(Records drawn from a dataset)
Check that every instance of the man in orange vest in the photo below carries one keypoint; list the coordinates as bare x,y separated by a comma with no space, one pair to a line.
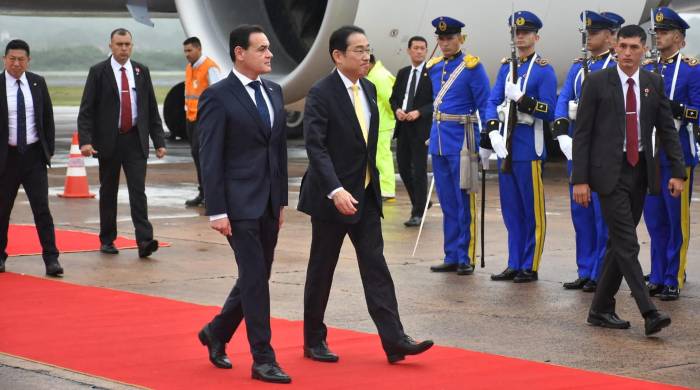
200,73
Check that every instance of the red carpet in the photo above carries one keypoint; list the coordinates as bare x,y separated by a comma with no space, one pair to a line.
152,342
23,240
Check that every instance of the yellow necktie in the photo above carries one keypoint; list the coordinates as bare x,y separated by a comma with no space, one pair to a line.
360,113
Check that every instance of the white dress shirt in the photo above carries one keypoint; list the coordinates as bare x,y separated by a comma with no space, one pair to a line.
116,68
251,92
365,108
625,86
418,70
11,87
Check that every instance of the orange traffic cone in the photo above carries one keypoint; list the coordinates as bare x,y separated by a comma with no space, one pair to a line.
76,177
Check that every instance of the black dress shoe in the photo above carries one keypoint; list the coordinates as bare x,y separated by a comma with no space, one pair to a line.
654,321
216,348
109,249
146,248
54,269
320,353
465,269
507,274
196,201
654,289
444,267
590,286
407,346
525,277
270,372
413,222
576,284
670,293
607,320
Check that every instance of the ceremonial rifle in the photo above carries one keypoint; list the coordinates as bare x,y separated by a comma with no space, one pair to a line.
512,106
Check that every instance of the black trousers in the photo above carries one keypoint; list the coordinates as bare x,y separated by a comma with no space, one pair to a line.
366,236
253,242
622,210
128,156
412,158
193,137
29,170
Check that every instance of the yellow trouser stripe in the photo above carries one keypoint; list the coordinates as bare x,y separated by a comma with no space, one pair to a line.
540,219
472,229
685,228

YOUR OBJECTIVE:
Please give the records again word for word, omitting all images.

TASK RESPONSE:
Check that every instance of the man in orange vest in the photo below carries one keypoint; list the coordinates as bare x,y separated by a comma with no space, one pair to a line.
200,73
Check that every instance of the red carpet in the photo above carries one keypoint; list the coordinates as bare x,y separated by a comma with no space, one pair to a line.
152,342
23,240
Check that every instance of the yellow necktie in the photo above carries one keypoint; list the coordinates as bare x,y separated by a comma with no space, one pair to a line.
360,113
Check that every instance of the white dress shirt in the photo above carries one keypoint; list the coordinates as bare x,y separated by a comma with no space, one pair to a line.
116,68
251,92
365,108
625,86
418,70
11,87
Check that every instance of the orange traffic cone in the photo above carries one keypoint; list the coordinates as bare x,y separated by a comma with no space, one pair to a line.
76,177
Check that every instance of the black dress shoe in the photo above carries one keypoint; list the coordinates as bare x,y separated by a comma with no space, one pair to a line.
654,321
216,348
109,249
146,248
54,269
320,353
465,269
507,274
196,201
654,289
444,267
590,286
407,346
525,277
270,372
413,222
576,284
670,293
607,320
Check that every instance of the ceremonial rifle in the photo above carries one keypoint; list the coordinates as bare x,y separated by a comma with no space, one pair to a line.
512,106
Check that every instance of the black trousers in the photo above carries one keypoint; list the coordinates as bare x,y separated by a comma with no space, one pair to a line.
366,236
253,242
622,210
128,156
412,158
193,137
29,170
Check that every instance of the yellow trouser stripe in the photo above carries one keypoint; list the coordinates as bare x,y separated by a comma with no space, one pair to a line.
540,219
472,229
685,228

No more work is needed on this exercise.